=== DOCUMENT PASSAGE ===

Re: relations aren't types?

"Marshall Spight" <mspight_at_dnai.com> wrote in message news:hX1Hb.658122$HS4.4681246_at_attbi_s01...
> "Bob Badour" <bbadour_at_golden.net> wrote in message
news:zfadndtXBIzU4XGiRVn-vA_at_golden.net...
> > "Marshall Spight" <mspight_at_dnai.com> wrote in message
> > news:y8_Gb.205873$_M.909925_at_attbi_s54...
> > >
> > > My thinking on this issue has changed a bit. Now it strikes me that
the
> > > important question is: what is an atomic type? It does not make
> > > sense to have a unary relation over an unnamed atomic type. But
> > > considering a unary relation over a non-atomic type to be logically
> > > identical to an n-ary relation over the named subcomponents
> > > of the type strikes me as quite a valuable idea.
> >
> > Except that they are not identical. One is a unary relation over a
single
> > named attribute and the other is an n-ary relation over n named
attributes.
>
> That's circular reasoning.

No, Marshall, the reasoning is not circular. How many named attributes does the unary relation have? How many named attributes does the n-ary relation have? Is degree a logical attribute of a relation? Is the degree the same for the unary relation as for the n-ary relation?

=== DATASET ===

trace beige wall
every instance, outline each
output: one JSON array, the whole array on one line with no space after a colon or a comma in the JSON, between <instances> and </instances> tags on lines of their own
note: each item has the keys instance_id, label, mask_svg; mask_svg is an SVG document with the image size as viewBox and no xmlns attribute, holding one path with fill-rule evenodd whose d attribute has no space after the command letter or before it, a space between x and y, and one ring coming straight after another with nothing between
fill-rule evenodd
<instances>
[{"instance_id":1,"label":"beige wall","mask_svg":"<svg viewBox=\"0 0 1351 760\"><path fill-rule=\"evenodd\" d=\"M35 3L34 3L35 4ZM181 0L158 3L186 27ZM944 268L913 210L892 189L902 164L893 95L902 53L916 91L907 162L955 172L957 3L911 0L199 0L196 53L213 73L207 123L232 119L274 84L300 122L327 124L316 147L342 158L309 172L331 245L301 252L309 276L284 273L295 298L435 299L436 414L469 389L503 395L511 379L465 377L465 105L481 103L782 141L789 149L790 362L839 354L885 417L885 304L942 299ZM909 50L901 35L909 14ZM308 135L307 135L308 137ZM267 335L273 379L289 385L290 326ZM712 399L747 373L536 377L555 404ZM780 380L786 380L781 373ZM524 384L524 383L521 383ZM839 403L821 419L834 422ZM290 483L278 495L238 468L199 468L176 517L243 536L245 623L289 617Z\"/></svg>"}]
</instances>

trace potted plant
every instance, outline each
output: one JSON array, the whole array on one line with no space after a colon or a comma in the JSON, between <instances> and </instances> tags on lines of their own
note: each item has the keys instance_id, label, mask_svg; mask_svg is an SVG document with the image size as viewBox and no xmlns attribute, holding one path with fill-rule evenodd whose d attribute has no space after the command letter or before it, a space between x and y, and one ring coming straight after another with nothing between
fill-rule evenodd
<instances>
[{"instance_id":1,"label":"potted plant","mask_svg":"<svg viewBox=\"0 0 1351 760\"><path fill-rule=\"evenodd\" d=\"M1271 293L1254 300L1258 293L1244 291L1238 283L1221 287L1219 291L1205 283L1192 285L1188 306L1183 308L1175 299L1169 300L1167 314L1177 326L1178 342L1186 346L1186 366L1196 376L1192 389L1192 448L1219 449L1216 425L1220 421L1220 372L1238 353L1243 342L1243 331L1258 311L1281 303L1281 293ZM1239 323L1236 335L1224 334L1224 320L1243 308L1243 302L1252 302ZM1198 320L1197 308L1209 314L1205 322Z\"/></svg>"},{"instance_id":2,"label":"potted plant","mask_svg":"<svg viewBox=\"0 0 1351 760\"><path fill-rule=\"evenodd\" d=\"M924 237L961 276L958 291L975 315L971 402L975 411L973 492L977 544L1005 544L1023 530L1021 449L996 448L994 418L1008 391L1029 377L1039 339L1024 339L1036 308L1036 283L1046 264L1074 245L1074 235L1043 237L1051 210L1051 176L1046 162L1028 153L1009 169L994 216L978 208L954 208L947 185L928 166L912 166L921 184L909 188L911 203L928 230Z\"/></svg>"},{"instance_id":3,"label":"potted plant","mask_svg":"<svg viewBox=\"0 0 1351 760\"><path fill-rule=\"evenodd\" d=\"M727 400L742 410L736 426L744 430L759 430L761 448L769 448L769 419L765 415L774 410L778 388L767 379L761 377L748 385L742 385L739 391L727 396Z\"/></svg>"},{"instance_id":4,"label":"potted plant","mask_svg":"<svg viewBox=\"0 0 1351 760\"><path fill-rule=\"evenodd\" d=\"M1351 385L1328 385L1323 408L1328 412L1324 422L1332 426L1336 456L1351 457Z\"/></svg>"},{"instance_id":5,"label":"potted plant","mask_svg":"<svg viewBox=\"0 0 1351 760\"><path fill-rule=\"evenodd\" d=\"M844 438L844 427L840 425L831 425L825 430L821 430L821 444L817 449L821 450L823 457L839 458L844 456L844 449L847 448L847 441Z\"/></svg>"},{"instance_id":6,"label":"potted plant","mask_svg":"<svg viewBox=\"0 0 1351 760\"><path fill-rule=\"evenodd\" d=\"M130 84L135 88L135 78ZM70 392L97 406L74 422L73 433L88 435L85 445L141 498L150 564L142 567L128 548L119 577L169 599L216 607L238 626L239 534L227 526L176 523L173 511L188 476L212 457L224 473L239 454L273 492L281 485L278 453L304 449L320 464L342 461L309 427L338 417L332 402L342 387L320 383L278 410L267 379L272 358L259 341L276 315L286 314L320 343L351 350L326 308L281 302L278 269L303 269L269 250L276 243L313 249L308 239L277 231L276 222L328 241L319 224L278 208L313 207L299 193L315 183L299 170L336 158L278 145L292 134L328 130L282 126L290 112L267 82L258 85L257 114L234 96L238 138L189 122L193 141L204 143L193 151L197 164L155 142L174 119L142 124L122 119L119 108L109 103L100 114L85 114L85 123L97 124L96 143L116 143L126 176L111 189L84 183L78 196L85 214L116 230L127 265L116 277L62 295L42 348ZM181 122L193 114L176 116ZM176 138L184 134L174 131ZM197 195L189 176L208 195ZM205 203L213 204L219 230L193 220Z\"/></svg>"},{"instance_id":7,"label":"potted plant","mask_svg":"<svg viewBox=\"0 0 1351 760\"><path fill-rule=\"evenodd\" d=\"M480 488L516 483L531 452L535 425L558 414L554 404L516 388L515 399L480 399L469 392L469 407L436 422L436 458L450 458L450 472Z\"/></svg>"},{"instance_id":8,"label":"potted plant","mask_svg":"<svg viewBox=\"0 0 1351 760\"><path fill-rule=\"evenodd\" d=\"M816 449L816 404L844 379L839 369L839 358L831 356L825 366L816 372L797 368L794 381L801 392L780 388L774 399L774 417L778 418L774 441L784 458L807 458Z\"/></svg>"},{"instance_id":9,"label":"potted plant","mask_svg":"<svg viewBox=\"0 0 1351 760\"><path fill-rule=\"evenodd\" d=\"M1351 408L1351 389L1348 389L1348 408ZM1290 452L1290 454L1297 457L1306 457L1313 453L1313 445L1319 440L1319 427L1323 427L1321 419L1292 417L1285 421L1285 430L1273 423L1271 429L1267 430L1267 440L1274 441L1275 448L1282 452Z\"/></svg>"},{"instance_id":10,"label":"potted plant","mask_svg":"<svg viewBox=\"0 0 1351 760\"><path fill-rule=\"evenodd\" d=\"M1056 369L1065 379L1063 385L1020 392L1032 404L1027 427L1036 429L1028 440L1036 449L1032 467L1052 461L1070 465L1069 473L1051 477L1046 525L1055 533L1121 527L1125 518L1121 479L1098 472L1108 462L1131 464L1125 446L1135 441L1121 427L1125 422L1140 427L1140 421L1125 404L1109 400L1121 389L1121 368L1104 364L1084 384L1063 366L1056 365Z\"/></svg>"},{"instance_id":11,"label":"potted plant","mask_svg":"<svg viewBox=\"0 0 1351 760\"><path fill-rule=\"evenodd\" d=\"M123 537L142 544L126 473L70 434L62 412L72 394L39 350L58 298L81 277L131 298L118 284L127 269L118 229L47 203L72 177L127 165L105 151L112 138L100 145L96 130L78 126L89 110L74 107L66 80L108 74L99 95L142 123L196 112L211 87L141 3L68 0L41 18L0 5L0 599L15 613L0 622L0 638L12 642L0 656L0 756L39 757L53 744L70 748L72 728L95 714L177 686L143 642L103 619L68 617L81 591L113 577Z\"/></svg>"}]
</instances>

===
=== DATASET ===

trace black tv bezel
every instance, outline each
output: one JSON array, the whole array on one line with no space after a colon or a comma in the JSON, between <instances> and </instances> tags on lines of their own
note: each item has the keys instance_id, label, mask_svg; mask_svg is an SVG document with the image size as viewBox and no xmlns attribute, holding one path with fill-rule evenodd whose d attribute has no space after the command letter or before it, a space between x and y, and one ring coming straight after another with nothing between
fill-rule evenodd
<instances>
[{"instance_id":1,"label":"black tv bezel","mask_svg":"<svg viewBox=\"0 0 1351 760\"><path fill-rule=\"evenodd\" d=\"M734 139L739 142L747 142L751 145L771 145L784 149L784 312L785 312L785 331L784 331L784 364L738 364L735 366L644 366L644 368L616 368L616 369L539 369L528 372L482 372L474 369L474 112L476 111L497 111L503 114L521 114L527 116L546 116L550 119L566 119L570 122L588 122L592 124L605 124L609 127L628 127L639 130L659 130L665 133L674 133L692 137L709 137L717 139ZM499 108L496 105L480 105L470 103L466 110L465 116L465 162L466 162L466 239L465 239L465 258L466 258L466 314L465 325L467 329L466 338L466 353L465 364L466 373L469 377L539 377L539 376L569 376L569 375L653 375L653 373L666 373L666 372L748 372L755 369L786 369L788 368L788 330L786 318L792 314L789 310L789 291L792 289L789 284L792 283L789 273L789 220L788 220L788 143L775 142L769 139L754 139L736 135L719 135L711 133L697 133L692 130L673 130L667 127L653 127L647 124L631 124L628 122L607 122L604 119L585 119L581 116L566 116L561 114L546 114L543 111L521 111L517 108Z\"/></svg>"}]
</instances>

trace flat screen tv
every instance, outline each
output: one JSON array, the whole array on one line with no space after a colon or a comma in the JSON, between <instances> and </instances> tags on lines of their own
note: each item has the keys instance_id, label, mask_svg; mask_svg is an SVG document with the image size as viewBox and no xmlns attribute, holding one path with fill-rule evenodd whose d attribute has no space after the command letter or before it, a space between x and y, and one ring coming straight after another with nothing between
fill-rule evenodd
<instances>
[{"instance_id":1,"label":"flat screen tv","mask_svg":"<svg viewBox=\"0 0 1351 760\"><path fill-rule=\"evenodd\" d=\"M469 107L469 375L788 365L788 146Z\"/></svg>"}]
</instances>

===
=== DATASET ===

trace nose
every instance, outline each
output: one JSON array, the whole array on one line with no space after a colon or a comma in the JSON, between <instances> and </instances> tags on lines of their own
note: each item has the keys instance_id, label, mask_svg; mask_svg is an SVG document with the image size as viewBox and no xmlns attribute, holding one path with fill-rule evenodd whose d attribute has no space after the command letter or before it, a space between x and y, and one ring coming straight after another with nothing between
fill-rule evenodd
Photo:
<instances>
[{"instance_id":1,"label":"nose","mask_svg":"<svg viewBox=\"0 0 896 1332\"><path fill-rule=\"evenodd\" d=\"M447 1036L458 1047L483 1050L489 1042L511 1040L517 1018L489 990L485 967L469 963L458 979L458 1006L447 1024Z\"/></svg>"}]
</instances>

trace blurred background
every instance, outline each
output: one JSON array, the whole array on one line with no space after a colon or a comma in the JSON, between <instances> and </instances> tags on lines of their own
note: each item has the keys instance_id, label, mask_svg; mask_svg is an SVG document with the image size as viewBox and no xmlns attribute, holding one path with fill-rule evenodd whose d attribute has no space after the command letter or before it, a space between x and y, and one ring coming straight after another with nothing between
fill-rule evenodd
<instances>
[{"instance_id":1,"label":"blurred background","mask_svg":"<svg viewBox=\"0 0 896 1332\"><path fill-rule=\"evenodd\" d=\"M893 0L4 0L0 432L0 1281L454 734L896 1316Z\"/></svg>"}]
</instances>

===

[WRITTEN EXERCISE 1]: In the forum thread on relations and types, what does Marshall Spight say it does not make sense to have?
[WRITTEN EXERCISE 2]: Reproduce the forum thread on relations and types from "Re: relations aren't" to "news:zfadndtXBIzU4XGiRVn-vA_at_golden.net...".
[WRITTEN EXERCISE 3]: Carry on the forum thread on relations and types from the point where it stops.

[RIGHT ANSWER 1]: A unary relation over an unnamed atomic type.

[RIGHT ANSWER 2]:
Re: relations aren't types?

"Marshall Spight" <mspight_at_dnai.com> wrote in message news:hX1Hb.658122$HS4.4681246_at_attbi_s01...
> "Bob Badour" <bbadour_at_golden.net> wrote in message
news:zfadndtXBIzU4XGiRVn-vA_at_golden.net...

[RIGHT ANSWER 3]:
> The question (at least, what I consider to be
> the question) is whether they should be considered logically the same
> or not.

They are not logically the same. Considering them logically the same would not make them logically the same and would only confuse people just as you are confused right now.

> One cannot effectively argue that question simply by asserting
> that they are not the same. Consider: I could just as well assert
> that they *are* the same.

If they are the same, how could the degrees differ?

> > > It is clear that system-defined types like int, char, and float
> > > are atomic. What's not so clear is whether user-defined types
> > > will be atomic. TTM seems to assume that they will be; I
> > > claim it is better if they aren't.
> >
> > TTM does not assume it. TTM insists on it just as the relational model
> > insists on it, and this includes the types of relation valued and tuple
> > valued attributes.
> >
> > Your claim amounts to a claim that discarding physical independence
improves
> > the model. Doing so does not improve anything.
>
> On the contrary: this will improve physical independence.

No, it will not. A unary relation has only one attribute and that attribute has a name. Even if that attribute represents a tuple type or a relation type, the unary relation still has only one attribute, and it must have a name. The relation is logically similar to all other unary relations in respect of degree. You now want to say that some unary relations are logically similar in degree to unary relations and others are logically similar in degree to n-ary relations where n > 1. What, if not the internal structure of the attribute, makes the unary relation logically similar in degree to n-ary relations where n > 1?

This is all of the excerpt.